Data excerpts:
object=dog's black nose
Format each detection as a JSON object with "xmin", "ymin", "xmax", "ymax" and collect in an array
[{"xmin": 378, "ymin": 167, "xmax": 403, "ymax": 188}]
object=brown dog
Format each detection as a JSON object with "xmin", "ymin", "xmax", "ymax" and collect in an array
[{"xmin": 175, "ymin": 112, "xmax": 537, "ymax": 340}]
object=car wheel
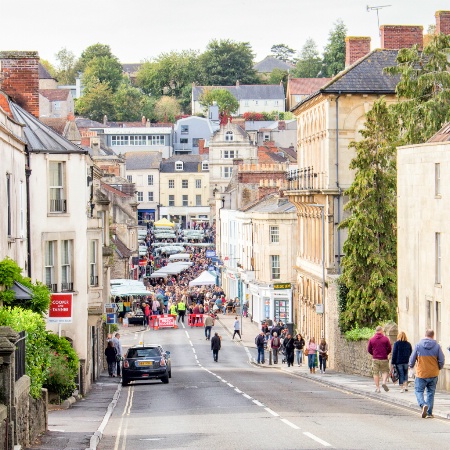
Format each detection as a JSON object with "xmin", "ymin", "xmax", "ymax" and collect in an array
[
  {"xmin": 161, "ymin": 375, "xmax": 169, "ymax": 384},
  {"xmin": 122, "ymin": 378, "xmax": 129, "ymax": 386}
]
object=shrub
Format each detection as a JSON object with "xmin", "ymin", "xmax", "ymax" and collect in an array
[{"xmin": 344, "ymin": 327, "xmax": 375, "ymax": 342}]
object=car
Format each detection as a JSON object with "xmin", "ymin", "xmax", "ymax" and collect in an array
[{"xmin": 122, "ymin": 344, "xmax": 171, "ymax": 386}]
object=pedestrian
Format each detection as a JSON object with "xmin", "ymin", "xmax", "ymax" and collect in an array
[
  {"xmin": 318, "ymin": 338, "xmax": 328, "ymax": 374},
  {"xmin": 204, "ymin": 313, "xmax": 214, "ymax": 340},
  {"xmin": 232, "ymin": 316, "xmax": 241, "ymax": 340},
  {"xmin": 211, "ymin": 332, "xmax": 221, "ymax": 362},
  {"xmin": 409, "ymin": 329, "xmax": 445, "ymax": 418},
  {"xmin": 391, "ymin": 331, "xmax": 413, "ymax": 392},
  {"xmin": 243, "ymin": 301, "xmax": 248, "ymax": 317},
  {"xmin": 152, "ymin": 298, "xmax": 160, "ymax": 315},
  {"xmin": 368, "ymin": 325, "xmax": 392, "ymax": 393},
  {"xmin": 307, "ymin": 337, "xmax": 317, "ymax": 373},
  {"xmin": 255, "ymin": 331, "xmax": 266, "ymax": 364},
  {"xmin": 111, "ymin": 332, "xmax": 123, "ymax": 377},
  {"xmin": 270, "ymin": 332, "xmax": 282, "ymax": 364},
  {"xmin": 177, "ymin": 297, "xmax": 187, "ymax": 323},
  {"xmin": 293, "ymin": 333, "xmax": 305, "ymax": 366},
  {"xmin": 143, "ymin": 302, "xmax": 151, "ymax": 328},
  {"xmin": 283, "ymin": 334, "xmax": 295, "ymax": 367},
  {"xmin": 105, "ymin": 341, "xmax": 117, "ymax": 377}
]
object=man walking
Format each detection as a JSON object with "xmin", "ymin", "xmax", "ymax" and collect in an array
[
  {"xmin": 111, "ymin": 332, "xmax": 123, "ymax": 377},
  {"xmin": 409, "ymin": 329, "xmax": 445, "ymax": 418},
  {"xmin": 270, "ymin": 332, "xmax": 282, "ymax": 364},
  {"xmin": 283, "ymin": 334, "xmax": 295, "ymax": 367},
  {"xmin": 368, "ymin": 326, "xmax": 392, "ymax": 393},
  {"xmin": 255, "ymin": 331, "xmax": 266, "ymax": 364},
  {"xmin": 204, "ymin": 313, "xmax": 214, "ymax": 340},
  {"xmin": 211, "ymin": 332, "xmax": 221, "ymax": 362},
  {"xmin": 232, "ymin": 316, "xmax": 241, "ymax": 340}
]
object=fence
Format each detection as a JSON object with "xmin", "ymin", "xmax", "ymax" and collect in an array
[{"xmin": 14, "ymin": 331, "xmax": 26, "ymax": 381}]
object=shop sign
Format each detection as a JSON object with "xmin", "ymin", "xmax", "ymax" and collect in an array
[
  {"xmin": 273, "ymin": 283, "xmax": 291, "ymax": 290},
  {"xmin": 316, "ymin": 304, "xmax": 324, "ymax": 314},
  {"xmin": 48, "ymin": 293, "xmax": 73, "ymax": 323}
]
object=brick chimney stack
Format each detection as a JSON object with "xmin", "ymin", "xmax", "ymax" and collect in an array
[
  {"xmin": 436, "ymin": 10, "xmax": 450, "ymax": 35},
  {"xmin": 380, "ymin": 25, "xmax": 423, "ymax": 51},
  {"xmin": 0, "ymin": 51, "xmax": 40, "ymax": 117},
  {"xmin": 345, "ymin": 37, "xmax": 371, "ymax": 67}
]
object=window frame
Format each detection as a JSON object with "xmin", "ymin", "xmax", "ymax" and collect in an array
[
  {"xmin": 435, "ymin": 163, "xmax": 441, "ymax": 197},
  {"xmin": 195, "ymin": 179, "xmax": 202, "ymax": 189},
  {"xmin": 182, "ymin": 179, "xmax": 188, "ymax": 189},
  {"xmin": 45, "ymin": 241, "xmax": 56, "ymax": 290},
  {"xmin": 202, "ymin": 161, "xmax": 209, "ymax": 171},
  {"xmin": 61, "ymin": 240, "xmax": 73, "ymax": 291},
  {"xmin": 89, "ymin": 240, "xmax": 99, "ymax": 287},
  {"xmin": 175, "ymin": 161, "xmax": 184, "ymax": 171},
  {"xmin": 271, "ymin": 255, "xmax": 280, "ymax": 280},
  {"xmin": 196, "ymin": 194, "xmax": 202, "ymax": 206},
  {"xmin": 225, "ymin": 131, "xmax": 234, "ymax": 141},
  {"xmin": 182, "ymin": 195, "xmax": 188, "ymax": 206},
  {"xmin": 168, "ymin": 179, "xmax": 175, "ymax": 189},
  {"xmin": 136, "ymin": 191, "xmax": 143, "ymax": 202},
  {"xmin": 147, "ymin": 175, "xmax": 154, "ymax": 186},
  {"xmin": 49, "ymin": 161, "xmax": 66, "ymax": 213},
  {"xmin": 148, "ymin": 191, "xmax": 154, "ymax": 202},
  {"xmin": 168, "ymin": 195, "xmax": 175, "ymax": 207},
  {"xmin": 270, "ymin": 226, "xmax": 280, "ymax": 243}
]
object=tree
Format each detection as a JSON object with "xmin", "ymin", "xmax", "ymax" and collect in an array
[
  {"xmin": 75, "ymin": 81, "xmax": 115, "ymax": 122},
  {"xmin": 385, "ymin": 33, "xmax": 450, "ymax": 145},
  {"xmin": 339, "ymin": 99, "xmax": 399, "ymax": 330},
  {"xmin": 199, "ymin": 39, "xmax": 259, "ymax": 86},
  {"xmin": 270, "ymin": 43, "xmax": 296, "ymax": 62},
  {"xmin": 82, "ymin": 55, "xmax": 124, "ymax": 93},
  {"xmin": 76, "ymin": 43, "xmax": 116, "ymax": 73},
  {"xmin": 40, "ymin": 59, "xmax": 57, "ymax": 78},
  {"xmin": 198, "ymin": 88, "xmax": 239, "ymax": 121},
  {"xmin": 322, "ymin": 19, "xmax": 347, "ymax": 77},
  {"xmin": 54, "ymin": 48, "xmax": 78, "ymax": 85},
  {"xmin": 267, "ymin": 68, "xmax": 289, "ymax": 87},
  {"xmin": 291, "ymin": 38, "xmax": 323, "ymax": 78},
  {"xmin": 153, "ymin": 96, "xmax": 181, "ymax": 123},
  {"xmin": 113, "ymin": 81, "xmax": 148, "ymax": 121}
]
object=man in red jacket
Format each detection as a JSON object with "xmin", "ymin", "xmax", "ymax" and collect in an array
[{"xmin": 368, "ymin": 326, "xmax": 392, "ymax": 393}]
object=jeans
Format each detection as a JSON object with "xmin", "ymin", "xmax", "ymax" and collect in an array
[
  {"xmin": 397, "ymin": 363, "xmax": 409, "ymax": 385},
  {"xmin": 116, "ymin": 360, "xmax": 121, "ymax": 377},
  {"xmin": 213, "ymin": 349, "xmax": 219, "ymax": 361},
  {"xmin": 308, "ymin": 353, "xmax": 316, "ymax": 369},
  {"xmin": 415, "ymin": 376, "xmax": 438, "ymax": 415},
  {"xmin": 296, "ymin": 349, "xmax": 303, "ymax": 365},
  {"xmin": 205, "ymin": 326, "xmax": 212, "ymax": 339},
  {"xmin": 257, "ymin": 347, "xmax": 265, "ymax": 364},
  {"xmin": 319, "ymin": 355, "xmax": 327, "ymax": 372},
  {"xmin": 232, "ymin": 330, "xmax": 241, "ymax": 339}
]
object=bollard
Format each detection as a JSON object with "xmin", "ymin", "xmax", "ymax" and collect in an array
[{"xmin": 268, "ymin": 348, "xmax": 272, "ymax": 365}]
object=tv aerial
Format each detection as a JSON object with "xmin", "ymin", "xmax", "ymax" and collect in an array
[{"xmin": 367, "ymin": 5, "xmax": 392, "ymax": 37}]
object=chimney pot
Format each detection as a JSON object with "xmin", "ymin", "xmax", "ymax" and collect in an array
[
  {"xmin": 435, "ymin": 10, "xmax": 450, "ymax": 35},
  {"xmin": 345, "ymin": 36, "xmax": 371, "ymax": 67},
  {"xmin": 380, "ymin": 25, "xmax": 423, "ymax": 51}
]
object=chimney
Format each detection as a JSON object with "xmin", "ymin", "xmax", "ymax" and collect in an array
[
  {"xmin": 0, "ymin": 51, "xmax": 39, "ymax": 117},
  {"xmin": 380, "ymin": 25, "xmax": 423, "ymax": 51},
  {"xmin": 345, "ymin": 36, "xmax": 371, "ymax": 67},
  {"xmin": 236, "ymin": 80, "xmax": 240, "ymax": 87},
  {"xmin": 198, "ymin": 139, "xmax": 209, "ymax": 155},
  {"xmin": 436, "ymin": 10, "xmax": 450, "ymax": 35},
  {"xmin": 142, "ymin": 115, "xmax": 146, "ymax": 125}
]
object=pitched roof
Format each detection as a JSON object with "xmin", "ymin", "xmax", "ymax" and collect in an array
[
  {"xmin": 76, "ymin": 117, "xmax": 106, "ymax": 129},
  {"xmin": 427, "ymin": 122, "xmax": 450, "ymax": 143},
  {"xmin": 193, "ymin": 84, "xmax": 285, "ymax": 101},
  {"xmin": 160, "ymin": 154, "xmax": 207, "ymax": 173},
  {"xmin": 287, "ymin": 78, "xmax": 331, "ymax": 95},
  {"xmin": 292, "ymin": 49, "xmax": 400, "ymax": 111},
  {"xmin": 112, "ymin": 235, "xmax": 132, "ymax": 258},
  {"xmin": 125, "ymin": 151, "xmax": 162, "ymax": 170},
  {"xmin": 9, "ymin": 101, "xmax": 86, "ymax": 154},
  {"xmin": 100, "ymin": 181, "xmax": 131, "ymax": 198},
  {"xmin": 122, "ymin": 64, "xmax": 142, "ymax": 74},
  {"xmin": 254, "ymin": 56, "xmax": 293, "ymax": 73},
  {"xmin": 38, "ymin": 63, "xmax": 54, "ymax": 80},
  {"xmin": 245, "ymin": 194, "xmax": 296, "ymax": 213},
  {"xmin": 39, "ymin": 117, "xmax": 68, "ymax": 135},
  {"xmin": 39, "ymin": 89, "xmax": 70, "ymax": 101}
]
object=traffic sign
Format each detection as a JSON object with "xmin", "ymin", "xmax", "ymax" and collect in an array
[
  {"xmin": 105, "ymin": 303, "xmax": 119, "ymax": 314},
  {"xmin": 106, "ymin": 313, "xmax": 117, "ymax": 324},
  {"xmin": 158, "ymin": 316, "xmax": 174, "ymax": 328}
]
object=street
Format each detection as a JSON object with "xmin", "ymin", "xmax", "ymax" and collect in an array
[{"xmin": 98, "ymin": 321, "xmax": 450, "ymax": 450}]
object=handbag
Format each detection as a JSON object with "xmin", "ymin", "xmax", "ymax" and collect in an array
[
  {"xmin": 304, "ymin": 347, "xmax": 309, "ymax": 356},
  {"xmin": 390, "ymin": 365, "xmax": 399, "ymax": 384}
]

• [Aim of the exercise]:
Every line from the top of the entries through the line that holds "object=shrub" is to be quoted exactly, please, and nothing else; omit the pictures.

• [Output of the exercise]:
object=dog's black nose
Format each detection as a JSON object with "xmin", "ymin", "xmax", "ymax" and collect in an array
[{"xmin": 378, "ymin": 167, "xmax": 403, "ymax": 188}]
object=brown dog
Format each detection as a JSON object with "xmin", "ymin", "xmax", "ymax" and collect in an array
[{"xmin": 175, "ymin": 112, "xmax": 537, "ymax": 340}]
object=car wheel
Format each detection as a JSON object with "xmin", "ymin", "xmax", "ymax" and collect in an array
[
  {"xmin": 161, "ymin": 375, "xmax": 169, "ymax": 384},
  {"xmin": 122, "ymin": 378, "xmax": 129, "ymax": 386}
]
object=shrub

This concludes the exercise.